Copy out the listing that follows, exactly, without its pictures.

============================================================

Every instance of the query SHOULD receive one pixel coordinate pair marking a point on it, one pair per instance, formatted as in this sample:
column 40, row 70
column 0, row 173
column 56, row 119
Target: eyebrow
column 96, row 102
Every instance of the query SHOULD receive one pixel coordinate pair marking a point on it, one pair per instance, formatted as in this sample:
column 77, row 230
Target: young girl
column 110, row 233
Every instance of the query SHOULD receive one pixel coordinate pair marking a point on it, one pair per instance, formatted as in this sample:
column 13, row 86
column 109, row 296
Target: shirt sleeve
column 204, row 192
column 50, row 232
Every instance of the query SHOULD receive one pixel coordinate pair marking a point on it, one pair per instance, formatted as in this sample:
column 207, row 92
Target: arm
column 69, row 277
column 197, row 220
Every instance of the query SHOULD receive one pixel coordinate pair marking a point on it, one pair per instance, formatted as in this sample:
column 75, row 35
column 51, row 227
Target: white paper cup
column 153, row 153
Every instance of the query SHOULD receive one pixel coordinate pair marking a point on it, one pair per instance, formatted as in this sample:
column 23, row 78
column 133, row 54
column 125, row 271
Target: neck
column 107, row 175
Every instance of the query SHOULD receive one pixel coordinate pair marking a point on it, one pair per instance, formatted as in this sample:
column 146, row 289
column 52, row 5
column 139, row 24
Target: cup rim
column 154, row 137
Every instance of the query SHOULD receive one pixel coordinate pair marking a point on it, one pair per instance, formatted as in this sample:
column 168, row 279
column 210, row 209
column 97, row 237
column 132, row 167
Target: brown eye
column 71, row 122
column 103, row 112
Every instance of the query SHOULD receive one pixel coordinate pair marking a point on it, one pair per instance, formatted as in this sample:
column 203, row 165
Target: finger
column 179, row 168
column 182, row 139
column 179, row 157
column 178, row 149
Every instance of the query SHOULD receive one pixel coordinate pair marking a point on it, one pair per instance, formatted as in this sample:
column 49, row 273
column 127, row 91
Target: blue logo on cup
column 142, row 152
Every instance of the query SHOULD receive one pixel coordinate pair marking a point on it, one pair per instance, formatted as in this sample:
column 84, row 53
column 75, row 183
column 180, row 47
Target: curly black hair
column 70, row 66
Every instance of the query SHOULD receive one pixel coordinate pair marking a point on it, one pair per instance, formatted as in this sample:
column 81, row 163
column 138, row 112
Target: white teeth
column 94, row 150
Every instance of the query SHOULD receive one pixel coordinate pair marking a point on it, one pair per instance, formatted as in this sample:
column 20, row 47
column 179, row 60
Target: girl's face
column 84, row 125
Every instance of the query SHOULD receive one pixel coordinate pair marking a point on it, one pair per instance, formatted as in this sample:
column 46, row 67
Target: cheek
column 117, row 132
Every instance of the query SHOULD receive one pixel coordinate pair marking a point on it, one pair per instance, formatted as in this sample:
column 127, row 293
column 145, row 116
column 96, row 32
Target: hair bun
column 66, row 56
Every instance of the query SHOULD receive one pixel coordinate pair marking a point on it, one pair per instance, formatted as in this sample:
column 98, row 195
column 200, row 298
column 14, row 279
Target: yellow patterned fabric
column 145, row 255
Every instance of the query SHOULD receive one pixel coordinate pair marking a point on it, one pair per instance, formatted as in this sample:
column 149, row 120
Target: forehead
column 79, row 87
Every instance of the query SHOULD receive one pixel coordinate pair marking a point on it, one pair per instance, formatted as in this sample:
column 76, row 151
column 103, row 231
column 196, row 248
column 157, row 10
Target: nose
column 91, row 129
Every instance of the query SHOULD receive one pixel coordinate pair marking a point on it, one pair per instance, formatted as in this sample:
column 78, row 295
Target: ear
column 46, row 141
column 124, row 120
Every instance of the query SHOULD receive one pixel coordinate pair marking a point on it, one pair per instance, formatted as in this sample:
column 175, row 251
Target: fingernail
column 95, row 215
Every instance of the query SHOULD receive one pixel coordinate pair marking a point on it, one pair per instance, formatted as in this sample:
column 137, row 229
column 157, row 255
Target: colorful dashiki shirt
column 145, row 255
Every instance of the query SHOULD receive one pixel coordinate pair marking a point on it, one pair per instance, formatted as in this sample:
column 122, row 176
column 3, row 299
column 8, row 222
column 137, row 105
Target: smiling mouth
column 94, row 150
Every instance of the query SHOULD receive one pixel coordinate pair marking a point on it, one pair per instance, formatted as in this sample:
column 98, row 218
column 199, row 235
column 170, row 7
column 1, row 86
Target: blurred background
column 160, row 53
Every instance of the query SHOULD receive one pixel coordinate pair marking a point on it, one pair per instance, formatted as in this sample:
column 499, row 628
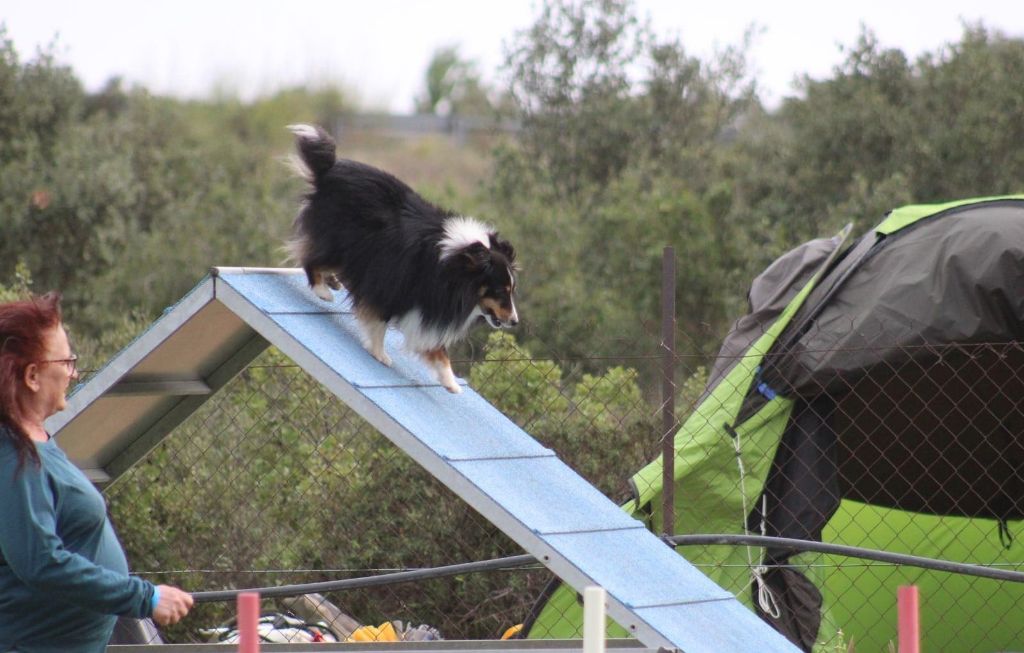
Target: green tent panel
column 868, row 398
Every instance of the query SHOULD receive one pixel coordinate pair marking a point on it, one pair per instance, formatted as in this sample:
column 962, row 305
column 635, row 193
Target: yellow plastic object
column 512, row 632
column 382, row 633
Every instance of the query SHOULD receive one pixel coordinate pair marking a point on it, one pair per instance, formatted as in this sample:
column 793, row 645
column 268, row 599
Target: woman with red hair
column 64, row 576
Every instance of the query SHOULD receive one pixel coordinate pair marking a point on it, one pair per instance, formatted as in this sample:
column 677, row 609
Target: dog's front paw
column 454, row 388
column 322, row 291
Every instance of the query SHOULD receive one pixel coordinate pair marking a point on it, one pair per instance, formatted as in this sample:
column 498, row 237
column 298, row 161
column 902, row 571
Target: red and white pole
column 248, row 622
column 908, row 607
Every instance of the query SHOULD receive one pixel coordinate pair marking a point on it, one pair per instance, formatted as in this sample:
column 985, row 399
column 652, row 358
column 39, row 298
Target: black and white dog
column 404, row 262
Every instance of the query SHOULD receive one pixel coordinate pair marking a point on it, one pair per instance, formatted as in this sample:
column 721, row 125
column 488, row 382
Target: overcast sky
column 380, row 48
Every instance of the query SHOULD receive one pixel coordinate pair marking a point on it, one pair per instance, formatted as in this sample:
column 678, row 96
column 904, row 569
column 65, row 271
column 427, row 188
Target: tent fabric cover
column 840, row 385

============================================================

● Solved problem
Every instance of the query SHOULD receive one pixel coordinate pair marking a point on it, one pair per instance, formatted as in this sample:
column 40, row 70
column 0, row 173
column 56, row 119
Target: eyebrow
column 96, row 102
Every instance of the query SHOULD receive one pixel coordinate pair marking a point on it, one pair per instance, formatted as in this sample:
column 77, row 230
Target: young girl
column 110, row 233
Every instance of the query SHOULD receive one pixel coordinate pair marking a point on it, one pair per instance, formatted as in this sample:
column 13, row 86
column 109, row 296
Target: shirt sleeve
column 204, row 192
column 50, row 232
Every instance of the query SHOULD receive one pixel coordinate pair marking a point on it, one pair per instance, formatted as in this sample:
column 207, row 92
Target: arm
column 69, row 277
column 197, row 220
Every instance of the query SHOULD receive one pixel coordinate pair marking a point on it, one pair per instance, formatted as in this sample:
column 75, row 35
column 51, row 227
Target: white paper cup
column 153, row 153
Every instance of the query SHOULD receive one pixel coordinate pair marking a point on it, one pair per instance, formatted as in this sample:
column 23, row 78
column 133, row 54
column 125, row 271
Target: neck
column 107, row 175
Every instance of the query SHOULD receive one pixel coordinate pair marking a point on it, one pair per instance, formatted as in this sample:
column 146, row 289
column 52, row 5
column 139, row 24
Target: cup rim
column 154, row 137
Every instance of the query SHOULD receive one pixel coordinate pair marking a point on it, one pair per instance, formatted as in this sample:
column 168, row 279
column 210, row 209
column 97, row 237
column 132, row 167
Target: brown eye
column 71, row 122
column 103, row 112
Every instance of the query SHOULD receive one pixel coordinate pair marking a point on it, one pair per instance, formatted as in this sample:
column 203, row 165
Target: finger
column 179, row 168
column 182, row 139
column 179, row 157
column 178, row 149
Every instance of the query SHOULD receive one pixel coordinate pair marking a point on it, one pair per instance, formatted as in this sample:
column 49, row 273
column 127, row 91
Target: blue logo on cup
column 142, row 152
Every instance of the query SHOULD receive one pixel coordinate pair marking a point on it, one pair per instance, formatted as in this sample:
column 84, row 53
column 75, row 183
column 180, row 47
Target: curly black hair
column 70, row 66
Every instance of the query SHOULD receive one pixel coordinate pair marking a point on it, one pair per instance, formatted as in this sample:
column 81, row 163
column 138, row 112
Target: white teeth
column 94, row 150
Every instance of the query SHOULD receive one pixel coordinate pair marking a point on it, one pair per instance, formatted as in this sample:
column 20, row 47
column 179, row 60
Target: girl's face
column 84, row 125
Every instance of the query SHOULD receive one pixel coordinate pair marking a point on it, one pair per instance, formatted as in this sample:
column 46, row 67
Target: cheek
column 117, row 132
Every instance of the query SHOULD receive one pixel coordinate pair marking a point on it, one pair per instance, formatted as in this sample:
column 127, row 293
column 145, row 116
column 96, row 32
Target: hair bun
column 66, row 56
Every instance of the query SHOULD receive one pixel coordinate pair marking a point on it, one pair per instance, formatted as in this sample:
column 98, row 195
column 200, row 298
column 14, row 279
Target: yellow patterned fabric
column 145, row 255
Every instance of the query SHOULD receive one pixel coordinate pair marking a point on it, one pair per instance, formatted as in this sample:
column 149, row 120
Target: forehead
column 79, row 87
Every instance of the query SHOULD receive one pixel coordinate pair marking a point on it, one pair per instance, formatted as in this sample:
column 76, row 151
column 103, row 231
column 196, row 248
column 157, row 10
Target: nose
column 91, row 129
Every instance of the query SHOULD receive one pixel coordinate pair marking a point on it, one pair per instance, formatted as in this sample:
column 78, row 295
Target: ear
column 46, row 141
column 124, row 120
Every instance of the query SHOULD receive one pixel coordinate pair marking a point on it, one pair per instance, formatted as in this sample:
column 175, row 251
Target: fingernail
column 95, row 215
Every instance of the query SHOULD receive one pixel coordinate pair marking a point on it, one pair per instance, formatted as in this sample:
column 137, row 229
column 157, row 255
Target: colorful dashiki shirt
column 145, row 255
Every instance of the query SHOULD receive one pixel coordinate pair marking a point on it, one pair per instance, formatted as in this sample:
column 122, row 176
column 3, row 299
column 8, row 222
column 137, row 105
Target: smiling mouth
column 94, row 150
Every instance of the query SHOULD receive one pixel coordinate pair marking a point on it, one pair per instance, formatted as in this sample:
column 98, row 218
column 199, row 235
column 170, row 7
column 1, row 86
Target: blurred background
column 160, row 53
Every instance of the query SHOULD receive one pixel coordinate pair marking a point on it, one pair per instance, formatted as in this sample:
column 499, row 628
Target: green tent panel
column 868, row 398
Every instance of the query SHOULD receive one pixel coordinate pair marking a point on it, one pair per instance, formatted as in this sample:
column 962, row 305
column 635, row 193
Target: yellow plastic object
column 512, row 632
column 382, row 633
Every instance of the query SHOULD receive one pixel coordinate pair marking a point on it, one pair per instance, formatted as in this sample:
column 793, row 645
column 268, row 599
Target: woman with red hair
column 64, row 576
Every instance of the query SHOULD receive one pixel coordinate pair marking a point on it, one pair per instance, formatted as in this sample:
column 677, row 609
Target: dog's front paw
column 454, row 388
column 322, row 291
Every instance of the query SHOULD receive one pixel coordinate pair marking a point on it, one pair per instance, formatted as in this sample:
column 498, row 237
column 298, row 161
column 902, row 571
Target: red and white pole
column 248, row 622
column 908, row 607
Every instance of the query SHOULD receive one pixel coordinate pair marking a point on it, one pair per instance, formatted as in this sample:
column 985, row 399
column 652, row 358
column 39, row 298
Target: black and white dog
column 404, row 262
Every instance of the query SHOULD receive one pixel coordinate pair marking a point on it, one pair per instance, formatted as in this sample:
column 721, row 125
column 488, row 382
Target: overcast sky
column 380, row 48
Every instance of the query SHOULD receive one pixel coordinate pair marking a point on it, one pair per instance, formatted as in this sample:
column 678, row 96
column 904, row 569
column 65, row 271
column 427, row 188
Target: tent fabric cover
column 840, row 385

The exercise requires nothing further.